Excerpts from a point labeling dataset

————————

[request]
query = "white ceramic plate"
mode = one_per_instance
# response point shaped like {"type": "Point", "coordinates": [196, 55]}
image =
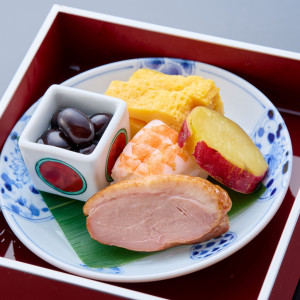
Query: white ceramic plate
{"type": "Point", "coordinates": [34, 225]}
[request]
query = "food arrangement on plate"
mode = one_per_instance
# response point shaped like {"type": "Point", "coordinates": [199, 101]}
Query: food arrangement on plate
{"type": "Point", "coordinates": [156, 212]}
{"type": "Point", "coordinates": [161, 184]}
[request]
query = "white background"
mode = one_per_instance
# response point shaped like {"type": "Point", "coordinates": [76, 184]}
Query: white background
{"type": "Point", "coordinates": [272, 23]}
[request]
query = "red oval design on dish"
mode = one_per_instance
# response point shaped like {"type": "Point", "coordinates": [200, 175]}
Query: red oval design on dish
{"type": "Point", "coordinates": [61, 176]}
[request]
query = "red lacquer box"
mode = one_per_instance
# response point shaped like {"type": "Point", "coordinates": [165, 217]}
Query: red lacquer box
{"type": "Point", "coordinates": [72, 41]}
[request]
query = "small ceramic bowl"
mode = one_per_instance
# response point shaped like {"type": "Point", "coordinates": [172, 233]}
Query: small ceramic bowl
{"type": "Point", "coordinates": [65, 172]}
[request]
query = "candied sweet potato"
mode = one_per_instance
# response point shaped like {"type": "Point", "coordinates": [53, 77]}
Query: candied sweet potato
{"type": "Point", "coordinates": [223, 149]}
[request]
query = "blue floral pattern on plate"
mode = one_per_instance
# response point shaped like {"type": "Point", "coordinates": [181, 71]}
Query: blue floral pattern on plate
{"type": "Point", "coordinates": [270, 139]}
{"type": "Point", "coordinates": [17, 190]}
{"type": "Point", "coordinates": [213, 246]}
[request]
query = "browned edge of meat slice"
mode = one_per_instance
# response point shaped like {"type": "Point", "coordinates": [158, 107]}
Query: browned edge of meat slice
{"type": "Point", "coordinates": [154, 213]}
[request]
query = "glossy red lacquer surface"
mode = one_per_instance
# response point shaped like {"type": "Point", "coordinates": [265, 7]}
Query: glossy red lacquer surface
{"type": "Point", "coordinates": [78, 43]}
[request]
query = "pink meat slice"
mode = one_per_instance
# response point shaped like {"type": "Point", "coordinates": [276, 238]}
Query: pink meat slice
{"type": "Point", "coordinates": [154, 213]}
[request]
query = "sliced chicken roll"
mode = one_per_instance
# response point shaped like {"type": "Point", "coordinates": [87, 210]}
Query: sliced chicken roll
{"type": "Point", "coordinates": [157, 212]}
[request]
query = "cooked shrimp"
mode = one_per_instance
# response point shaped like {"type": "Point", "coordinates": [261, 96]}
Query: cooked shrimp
{"type": "Point", "coordinates": [153, 151]}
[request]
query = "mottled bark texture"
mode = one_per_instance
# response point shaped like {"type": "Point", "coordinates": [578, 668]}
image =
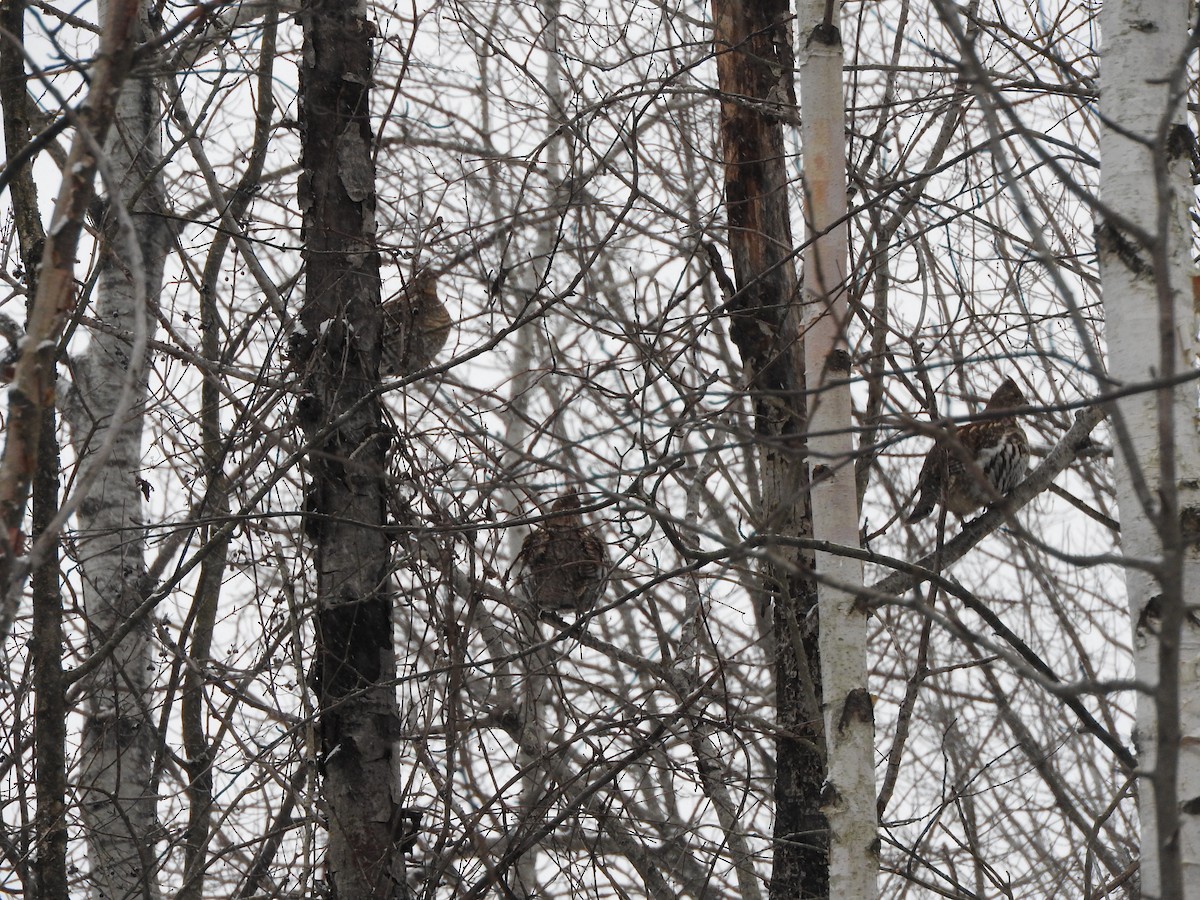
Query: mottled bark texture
{"type": "Point", "coordinates": [48, 879]}
{"type": "Point", "coordinates": [106, 412]}
{"type": "Point", "coordinates": [337, 349]}
{"type": "Point", "coordinates": [754, 67]}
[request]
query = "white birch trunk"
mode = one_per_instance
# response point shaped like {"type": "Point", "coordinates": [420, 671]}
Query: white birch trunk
{"type": "Point", "coordinates": [1144, 241]}
{"type": "Point", "coordinates": [846, 702]}
{"type": "Point", "coordinates": [106, 415]}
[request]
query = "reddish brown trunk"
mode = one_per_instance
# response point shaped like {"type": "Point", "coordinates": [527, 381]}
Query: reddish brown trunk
{"type": "Point", "coordinates": [754, 67]}
{"type": "Point", "coordinates": [339, 351]}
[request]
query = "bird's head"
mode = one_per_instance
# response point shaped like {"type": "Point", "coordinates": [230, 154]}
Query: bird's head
{"type": "Point", "coordinates": [1007, 397]}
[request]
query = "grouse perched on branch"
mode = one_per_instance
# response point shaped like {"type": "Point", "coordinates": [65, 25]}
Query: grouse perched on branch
{"type": "Point", "coordinates": [563, 561]}
{"type": "Point", "coordinates": [415, 327]}
{"type": "Point", "coordinates": [999, 453]}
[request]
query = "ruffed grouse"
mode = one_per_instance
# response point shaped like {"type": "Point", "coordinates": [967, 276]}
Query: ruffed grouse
{"type": "Point", "coordinates": [415, 327]}
{"type": "Point", "coordinates": [563, 561]}
{"type": "Point", "coordinates": [996, 445]}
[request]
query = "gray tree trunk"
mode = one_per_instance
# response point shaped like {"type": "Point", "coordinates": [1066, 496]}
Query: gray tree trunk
{"type": "Point", "coordinates": [1146, 273]}
{"type": "Point", "coordinates": [106, 414]}
{"type": "Point", "coordinates": [849, 719]}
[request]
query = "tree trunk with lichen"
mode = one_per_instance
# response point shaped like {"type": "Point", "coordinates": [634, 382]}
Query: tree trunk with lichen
{"type": "Point", "coordinates": [337, 349]}
{"type": "Point", "coordinates": [754, 66]}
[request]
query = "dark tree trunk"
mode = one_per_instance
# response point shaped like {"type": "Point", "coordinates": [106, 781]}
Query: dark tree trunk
{"type": "Point", "coordinates": [754, 67]}
{"type": "Point", "coordinates": [337, 348]}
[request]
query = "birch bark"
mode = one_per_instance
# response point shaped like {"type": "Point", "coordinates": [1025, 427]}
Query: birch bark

————————

Aim of the exercise> State how many lines of the rows above contain the string "chicken", treating uppercase and lowercase as distinct. Give only the number.

Written response> 2